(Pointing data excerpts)
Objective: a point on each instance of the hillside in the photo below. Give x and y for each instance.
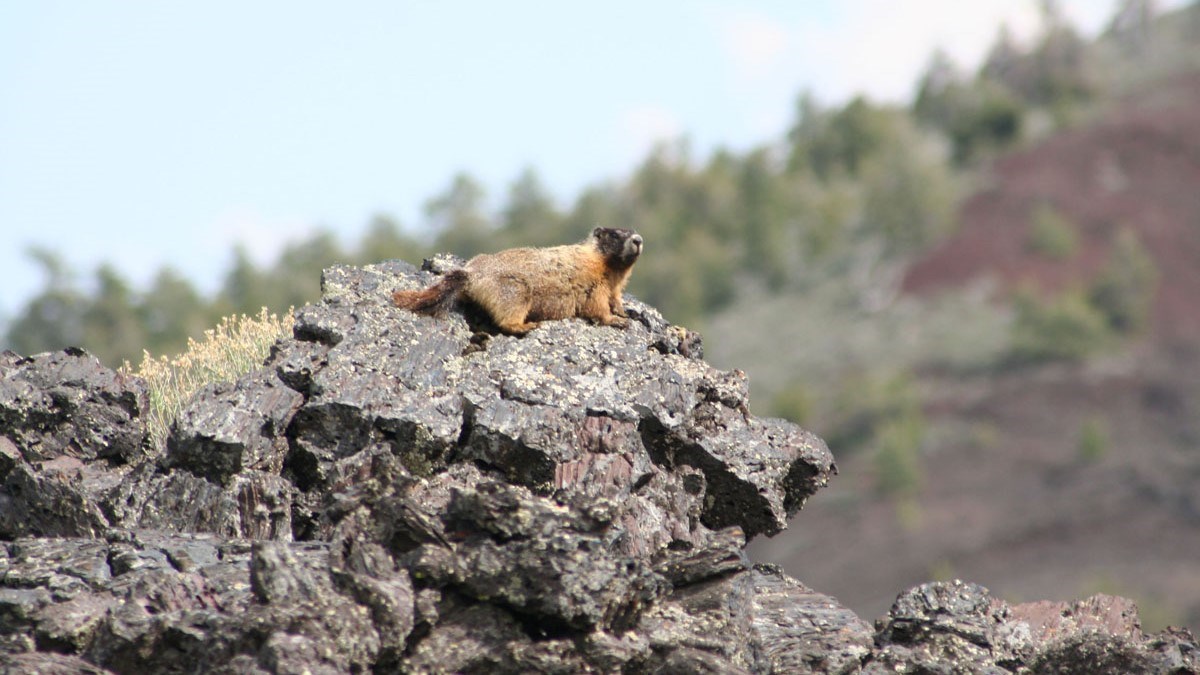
(1060, 478)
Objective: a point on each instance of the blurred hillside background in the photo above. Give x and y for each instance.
(981, 287)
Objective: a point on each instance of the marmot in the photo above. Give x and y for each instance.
(520, 287)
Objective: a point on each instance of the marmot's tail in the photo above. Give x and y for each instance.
(435, 299)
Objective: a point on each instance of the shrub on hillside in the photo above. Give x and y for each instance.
(1067, 327)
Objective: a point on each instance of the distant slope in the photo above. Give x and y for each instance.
(1138, 168)
(1011, 497)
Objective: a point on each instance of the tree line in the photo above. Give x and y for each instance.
(851, 183)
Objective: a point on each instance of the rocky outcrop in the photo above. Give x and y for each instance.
(401, 493)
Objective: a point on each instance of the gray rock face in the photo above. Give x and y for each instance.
(397, 493)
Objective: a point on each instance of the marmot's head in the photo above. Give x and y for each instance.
(618, 245)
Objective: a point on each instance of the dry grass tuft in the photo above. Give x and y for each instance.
(237, 346)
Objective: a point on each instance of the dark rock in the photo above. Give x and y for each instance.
(69, 428)
(228, 428)
(67, 404)
(399, 493)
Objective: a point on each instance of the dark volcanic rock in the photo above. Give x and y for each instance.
(397, 493)
(69, 428)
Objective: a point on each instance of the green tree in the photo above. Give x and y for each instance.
(112, 328)
(171, 312)
(457, 217)
(531, 216)
(838, 143)
(1126, 287)
(385, 240)
(1051, 233)
(53, 318)
(245, 288)
(1067, 328)
(909, 193)
(762, 216)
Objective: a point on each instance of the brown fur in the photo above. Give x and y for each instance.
(521, 287)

• Work required
Write out all of the lines again, substituting "occurrence" for every "instance" and changing nothing else. Omit the pictures.

• Solution to this exercise
Objective: a point on each occurrence of the hillside in the photo below. Give x and y for each occurrence.
(1060, 478)
Objective: a point on each occurrence of the blurred hillside background in the photo above. Give x and y for each occurrence.
(981, 287)
Objective: a point on each occurrence of the marmot in the photo above. Give x and y for each occurrence.
(520, 287)
Objective: a point on each occurrence of the marmot's tail in the photo above. Give x and y for each occurrence.
(435, 299)
Objective: a point on each occurrence of the shrub on hillside in the photo above. Give x and y for each occurrence.
(1067, 327)
Objective: a point on each occurrence of the distant slope in the photo above. Give x and y for each occurrence.
(1138, 168)
(1011, 497)
Objective: a point on each occurrence of the tree line in the photo above. Give x and y for each occurrence.
(851, 183)
Objective: a point on each occurrence of the rocky outcrop in the photo above. Give x and y for each occurrence.
(401, 493)
Objective: a point on each occurrence of the gray rock face in the photo above. Give x and y for each occurrence.
(397, 493)
Objective: a point on each occurrence of the marmot's head in the photo above. Give x and y for each occurrence.
(618, 245)
Objective: a point on each occurrence of the dry grass tuft in the photo above. Give x and y for each occurrence.
(237, 346)
Objective: a point on each occurrence of the dark rock in the photo above. Give x and y for each occurrence.
(69, 428)
(228, 428)
(67, 404)
(399, 493)
Objective: a point on each occurrence of the dark volcanic rock in the photo above. Give x and y for each occurrence.
(397, 493)
(69, 428)
Objective: a point on each occurrence of the green tree in the photo above. Give x and y for each occurrence.
(112, 328)
(171, 312)
(457, 217)
(531, 216)
(838, 143)
(1126, 287)
(385, 240)
(1051, 233)
(53, 318)
(245, 288)
(1067, 328)
(909, 193)
(762, 216)
Objective: a point on each occurrence of the brown fur in the photo above. Give x and y for each occurrence.
(521, 287)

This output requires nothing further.